## PASSAGE FOR REVIEW:
=== Section Start ===

Saudi Arabia reduces crude oil prices to Asia
The world’s largest oil supplier, Saudi Arabia, reduced rates for all crude grades to Asian consumers in October compared to September. Saudi Arabia kept prices in northern Europe and the United States stable.
The steep price reduction comes as Asia-wide lockdowns to tackle the highly infectious delta version of the coronavirus have curbed fuel demand. Global oil supplies are also expanding as the Organization of Petroleum Exporting Countries and its Allies, or OPEC+, increases 400,000 barrels per month between August and December.
According to a corporate pricing document, Saudi Aramco reduced the official selling price (OSP) of Arab Light crude for delivery to Asia in October to a premium of $1.70 per barrel. Versus the average of DME Oman and Platts Dubai crudes for the first time in four months. In September, the price disparity was $3 per barrel, the biggest since February 2020.
The $1.30 price cut for October over September was the most significant monthly decrease in a year. It caught the market off guard because purchasers had expected prices to drop 20-40 cents per barrel in line with movements in Dubai benchmark pricing.
The deep price cuts
However, traders and analysts believe Saudi Arabia’s chances of participating in another pricing war with other producers are minimal.
The demand is speculative. In other news, Saudi Aramco maintained its light crude price differential to northwest Europe at $1.70 per barrel less than ICE (NYSE: ICE) Brent crude. It also held the light crude pricing differential to the U.S. at a premium of $1.35 per barrel above ASCI.
Oil prices fell about $1
Oil prices fell around $1 on Monday. Extending losses after the world’s largest producer, Saudi Arabia, reduced crude contract prices for Asia over the weekend, reflecting oversupplied global markets and concerns about demand.

=== Section End ===

## ASSIGNED TASK A:
From the article on Saudi oil prices, repeat word for word the passage starting at "The demand is" and ending at "barrel above ASCI.".
## ASSIGNED TASK B:
Answer these questions using the article on Saudi oil prices:
(i) By how many barrels per month is OPEC+ increasing supply between August and December?
(ii) By how much per barrel had buyers expected prices to drop?
(iii) What premium did Saudi Aramco keep for light crude to the U.S.?

## DATA SHOWN:
=== Section Start ===

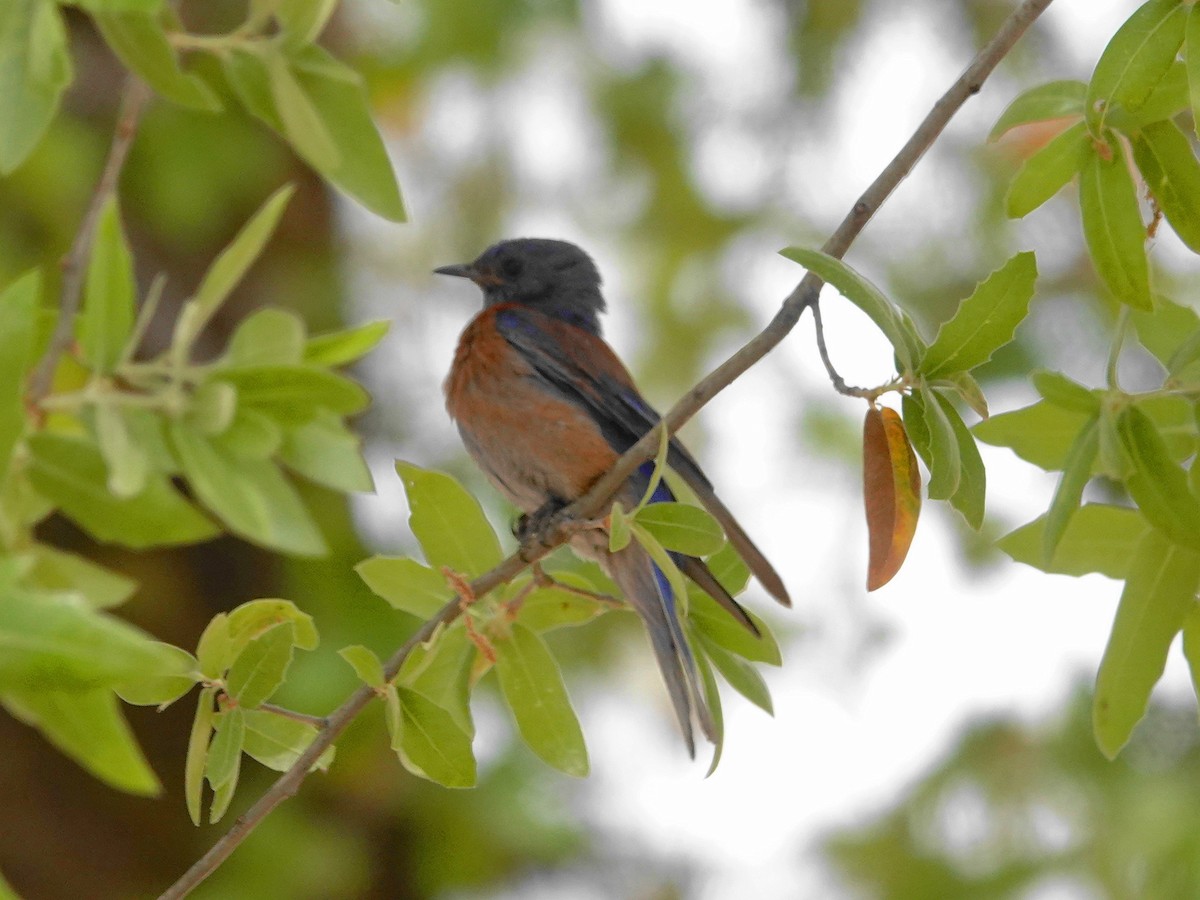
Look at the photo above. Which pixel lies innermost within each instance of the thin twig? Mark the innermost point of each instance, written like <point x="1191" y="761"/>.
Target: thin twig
<point x="591" y="504"/>
<point x="73" y="265"/>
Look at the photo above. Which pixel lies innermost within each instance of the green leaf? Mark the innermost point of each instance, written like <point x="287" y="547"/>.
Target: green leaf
<point x="1113" y="226"/>
<point x="252" y="497"/>
<point x="294" y="394"/>
<point x="18" y="311"/>
<point x="1164" y="155"/>
<point x="109" y="292"/>
<point x="89" y="727"/>
<point x="431" y="742"/>
<point x="325" y="451"/>
<point x="865" y="297"/>
<point x="1047" y="172"/>
<point x="969" y="497"/>
<point x="448" y="521"/>
<point x="1055" y="100"/>
<point x="268" y="337"/>
<point x="985" y="321"/>
<point x="277" y="742"/>
<point x="1159" y="593"/>
<point x="1157" y="484"/>
<point x="162" y="690"/>
<point x="60" y="571"/>
<point x="340" y="348"/>
<point x="682" y="528"/>
<point x="365" y="664"/>
<point x="262" y="666"/>
<point x="198" y="753"/>
<point x="1041" y="433"/>
<point x="1098" y="539"/>
<point x="231" y="265"/>
<point x="721" y="629"/>
<point x="139" y="41"/>
<point x="1135" y="60"/>
<point x="407" y="585"/>
<point x="1075" y="474"/>
<point x="58" y="642"/>
<point x="35" y="69"/>
<point x="533" y="688"/>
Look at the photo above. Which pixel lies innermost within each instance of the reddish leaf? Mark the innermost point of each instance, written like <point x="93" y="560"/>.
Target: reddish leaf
<point x="892" y="490"/>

=== Section End ===

## TASK ANSWER A:
The demand is speculative. In other news, Saudi Aramco maintained its light crude price differential to northwest Europe at $1.70 per barrel less than ICE (NYSE: ICE) Brent crude. It also held the light crude pricing differential to the U.S. at a premium of $1.35 per barrel above ASCI.

## TASK ANSWER B:
(i) 400,000 barrels per month
(ii) 20-40 cents per barrel
(iii) $1.35 per barrel above ASCI